SOURCE:
------------------------------

FOR IMMEDIATE RELEASE

                                 MEDIA CONTACTS:

                                 DAN BURCH (MACKENZIE PARTNERS): 212-929-5748
                                 JEFF WOOD (CONTROL DEVICES CFO):  207-642-4535


               FIRST TECHNOLOGY PLC RECEIVES STOCKHOLDER APPROVAL
                     OF ACQUISITION OF CONTROL DEVICES, INC.

         BERKSHIRE, ENGLAND -- March 11, 1999 -- First Technology PLC (LSE:FRS)
today announced that it had received the approval by its stockholders of its
acquisition of Control Devices, Inc. (NASDAQ: SNSR) and related matters. First
Technology stockholder approval was a condition to the previously announced
recommended tender offer for all of Control Devices' outstanding shares at
$16.25 per share in cash. The tender offer is scheduled to expire on March 25.

------------------------------

PROBLEM DESCRIPTION: From the press release on the Control Devices acquisition, extract everything from "FOR IMMEDIATE RELEASE" down to "OF ACQUISITION OF CONTROL DEVICES, INC.". The listing below has nothing to do with what you need to do.

MATERIAL:

------------------------------

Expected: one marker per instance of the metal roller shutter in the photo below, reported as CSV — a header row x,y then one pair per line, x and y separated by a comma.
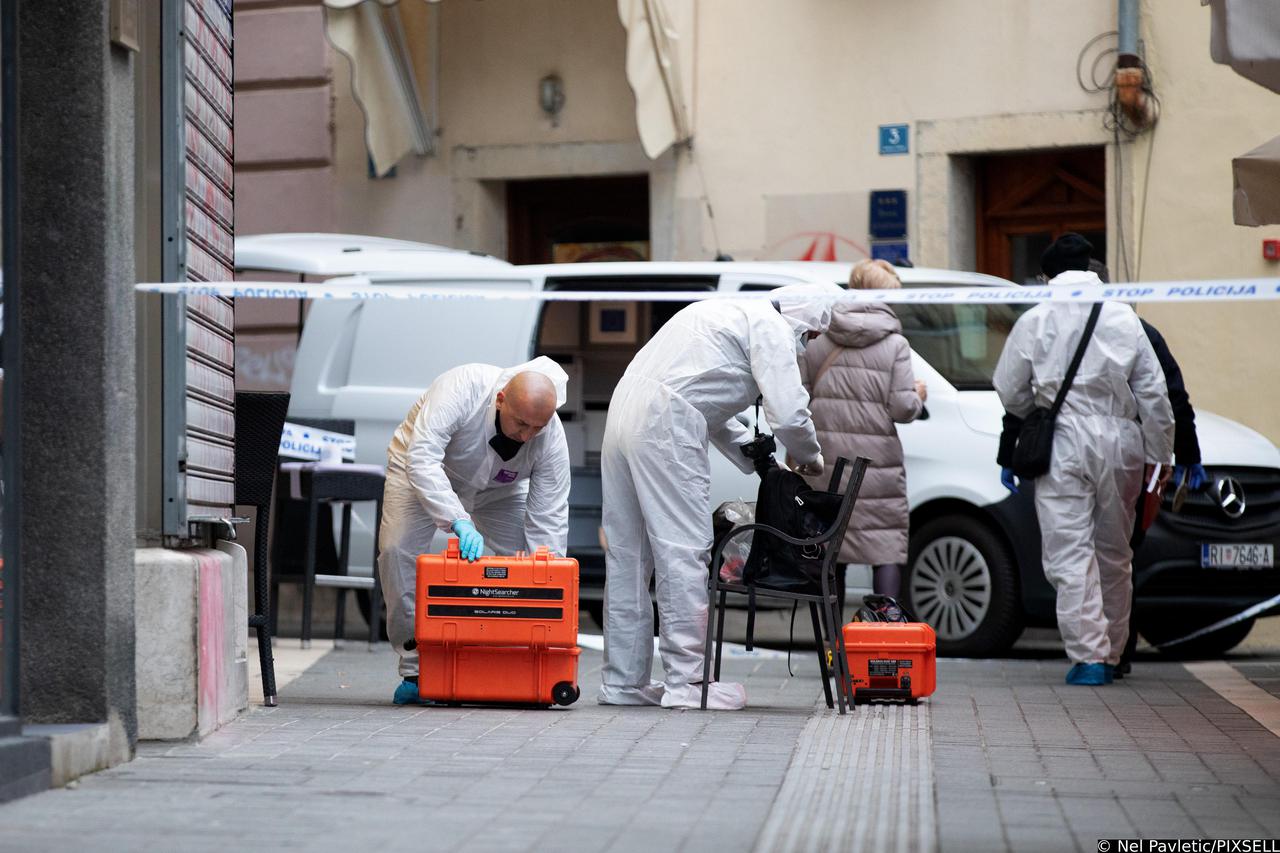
x,y
200,378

------------------------------

RESPONSE FOR THIS EXERCISE:
FOR IMMEDIATE RELEASE

                                 MEDIA CONTACTS:

                                 DAN BURCH (MACKENZIE PARTNERS): 212-929-5748
                                 JEFF WOOD (CONTROL DEVICES CFO):  207-642-4535


               FIRST TECHNOLOGY PLC RECEIVES STOCKHOLDER APPROVAL
                     OF ACQUISITION OF CONTROL DEVICES, INC.